Por fim, as várias ideologias começaram a se contrapor em busca de uma forma que garantisse o atendimento dos interesses coletivos. As revoluções do início do século XX ampliaram na realidade sócio-política a abrangência dos direitos humanos, que deixaram de ser entendidos apenas como individuais e passaram a ser concebidos como coletivos.

 

3. A terceira geração

 

A terceira geração dos direitos humanos é a que trata dos direitos dos povos ou direitos da solidariedade.

 

A ampliação do conteúdo dos direitos fundamentais seguiu o caminho indicado pelas lutas sociais e pelas transformações sócio-políticas dos últimos três séculos.

 

Esse processo de ampliação de direitos passou a encarnar reivindicações e lutas democráticas e populares passaram a representar os anseios de toda a humanidade. As lutas do século XIX demonstraram que o homem deveria avançar mais na busca de novos espaços de liberdade coletiva e material, que possibilitassem as condições de viabilização da felicidade humana.

 

Durante o século XX novas reivindicações sociais, humanas e estatais passam a fazer parte do imaginário da sociedade contemporânea. Novas contradições e confrontos possibilitaram a ampliação do conteúdo dos direitos humanos.

EXERCÍCIOS:
(a) Diga se cada afirmação abaixo está de acordo com o trecho sobre os direitos humanos, respondendo sim ou não e citando literalmente as palavras do trecho que decidem a questão. (i) A terceira geração dos direitos humanos trata dos direitos dos povos ou da solidariedade. (ii) As revoluções do início do século XX restringiram os direitos humanos ao plano individual. (iii) A ampliação dos direitos fundamentais seguiu o caminho das lutas sociais dos últimos dois séculos.
(b) Continue, por favor, o trecho sobre os direitos humanos a partir da sua última frase.

ITENS:
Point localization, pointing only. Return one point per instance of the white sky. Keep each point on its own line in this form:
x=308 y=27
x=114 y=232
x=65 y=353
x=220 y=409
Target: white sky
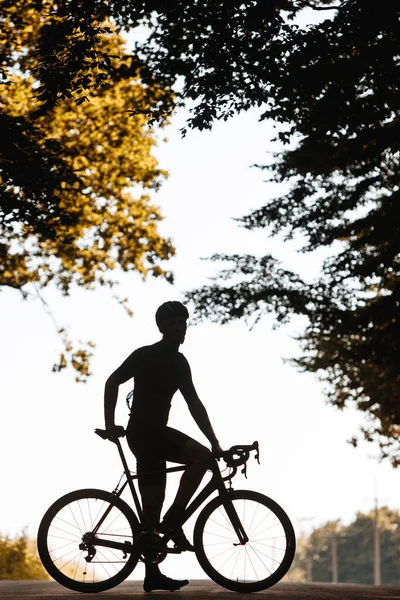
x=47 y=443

* * *

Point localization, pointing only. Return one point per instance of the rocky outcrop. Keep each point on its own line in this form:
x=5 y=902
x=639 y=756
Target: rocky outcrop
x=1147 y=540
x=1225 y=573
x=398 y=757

RESPOSTAS ESCRITAS:
(a)
(i) Sim: "A terceira geração dos direitos humanos é a que trata dos direitos dos povos ou direitos da solidariedade."
(ii) Não: "deixaram de ser entendidos apenas como individuais e passaram a ser concebidos como coletivos."
(iii) Não: "seguiu o caminho indicado pelas lutas sociais e pelas transformações sócio-políticas dos últimos três séculos."

(b)
A partir do pós-guerra desenvolvem-se os direitos dos povos, que distingue entre os direitos individuais da primeira geração, os direitos sociais, econômicos e culturais da segunda geração e os novos direitos, ou direitos da terceira geração. Assim, os direitos dos povos são, ao mesmo tempo, individuais e coletivos.

 

O fim da 2ª guerra revelou uma nova realidade mundial. Junto com a valorização do ideal democrático surgiu um mundo dividido em dois blocos de poder (de um lado o Ocidente – Estados-Unidos – Capitalismo, de outro o Oriente – URSS – Comunismo), sob o fantasma da Guerra Fria.

 

As novas relações internacionais do pós-guerra contam com novos atores, com o processo de descolonização da Ásia e da África, que formaram o bloco dos não-alinhados, ou seja, nem a favor dos Estados-Unidos nem da URSS, por meio da Conferência de Bandung em 1955.

 

Por fim, a nova divisão internacional do trabalho possibilitou o surgimento de uma nova era na acumulação de capitais: a era das multinacionais. O desenvolvimento possibilitado pelo dinheiro das multinacionais promoveu a exploração dos recursos em níveis inimagináveis em todo o mundo. A degradação ambiental, entretanto, afetou principalmente os países do Terceiro Mundo.

 

Todas essas mudanças trouxeram novas reivindicações de novos movimentos sociais. As principais são: direito à paz, ao desenvolvimento e à autodeterminação dos povos, direito a um ambiente saudável e ecologicamente equilibrado e direito à utilização do patrimônio comum da humanidade.

 

4.  REFERÊNCIA

 

BOBBIO, Norberto. A era dos direitos. Rio de Janeiro: Campus, 1992.

 

COMPARATO, Fábio Konder. A afirmação histórica dos direitos humanos. São Paulo: Saraiva, 1999.

 

OLIVEIRA, José Nicodemos Vitoriano de. O acesso à rede mundial de computadores como direito fundamental. Jus Navigandi, Teresina, ano 18, n. 3533, 4mar.2013. Disponível em: <http://jus.com.br/revista/texto/23867>. Acesso em: 13 mar. 2013.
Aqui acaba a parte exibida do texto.